▸ **YOUR TASK**
Put every line of the rows, from the first line containing "the gold bollard" through the final line of the rows, into a JSON list of strings with one string per line, leaving out blank lines.
- - - -
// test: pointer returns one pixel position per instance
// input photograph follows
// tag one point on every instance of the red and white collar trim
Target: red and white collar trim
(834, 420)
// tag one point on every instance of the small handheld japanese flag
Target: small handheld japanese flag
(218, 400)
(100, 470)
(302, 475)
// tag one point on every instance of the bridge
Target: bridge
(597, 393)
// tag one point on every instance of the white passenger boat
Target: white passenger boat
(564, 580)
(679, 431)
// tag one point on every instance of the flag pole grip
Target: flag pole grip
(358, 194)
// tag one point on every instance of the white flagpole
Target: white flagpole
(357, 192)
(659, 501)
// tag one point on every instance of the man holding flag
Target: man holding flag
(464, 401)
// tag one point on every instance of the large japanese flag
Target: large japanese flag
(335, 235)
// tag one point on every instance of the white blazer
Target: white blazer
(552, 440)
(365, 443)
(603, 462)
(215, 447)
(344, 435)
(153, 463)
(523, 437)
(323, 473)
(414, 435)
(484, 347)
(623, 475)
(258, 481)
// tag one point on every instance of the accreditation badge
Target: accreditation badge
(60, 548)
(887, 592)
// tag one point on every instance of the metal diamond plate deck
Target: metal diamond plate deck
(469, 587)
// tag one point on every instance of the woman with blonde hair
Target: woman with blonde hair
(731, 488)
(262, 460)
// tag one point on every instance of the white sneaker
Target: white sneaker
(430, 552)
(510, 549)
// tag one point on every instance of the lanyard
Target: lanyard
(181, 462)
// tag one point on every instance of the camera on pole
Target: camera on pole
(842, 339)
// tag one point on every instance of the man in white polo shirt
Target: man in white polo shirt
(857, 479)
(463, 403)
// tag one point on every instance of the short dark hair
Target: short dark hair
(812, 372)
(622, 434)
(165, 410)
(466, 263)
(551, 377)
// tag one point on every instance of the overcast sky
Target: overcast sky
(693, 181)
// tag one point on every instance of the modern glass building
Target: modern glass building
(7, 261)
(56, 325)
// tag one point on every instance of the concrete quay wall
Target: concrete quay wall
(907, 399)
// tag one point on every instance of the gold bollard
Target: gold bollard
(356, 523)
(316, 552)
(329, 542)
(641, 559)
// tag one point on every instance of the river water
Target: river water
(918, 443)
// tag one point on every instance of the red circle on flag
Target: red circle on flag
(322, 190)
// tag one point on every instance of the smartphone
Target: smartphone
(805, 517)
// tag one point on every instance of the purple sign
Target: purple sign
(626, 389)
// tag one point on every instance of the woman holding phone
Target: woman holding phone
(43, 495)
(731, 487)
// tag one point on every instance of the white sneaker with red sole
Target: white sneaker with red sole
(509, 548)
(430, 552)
- - - -
▸ **THE RESULT**
[
  "// tag one point on every instance of the gold bollard",
  "Target: gold bollard",
  "(356, 523)",
  "(316, 552)",
  "(329, 542)",
  "(641, 559)",
  "// tag one point on every instance of the river water",
  "Target: river water",
  "(918, 443)",
  "// tag one point on every instance of the red circle on flag",
  "Target: red circle on flag",
  "(322, 190)",
  "// tag one point on every instance of the smartphone",
  "Target: smartphone",
  "(805, 517)",
  "// tag one point on every instance of the purple sign",
  "Target: purple sign",
  "(626, 389)",
  "// tag one point on every instance of the woman holding phone",
  "Target: woman holding phone",
  "(43, 495)",
  "(731, 487)",
  "// tag one point on every instance of the white sneaker with red sole",
  "Target: white sneaker with red sole",
  "(509, 548)",
  "(430, 552)"
]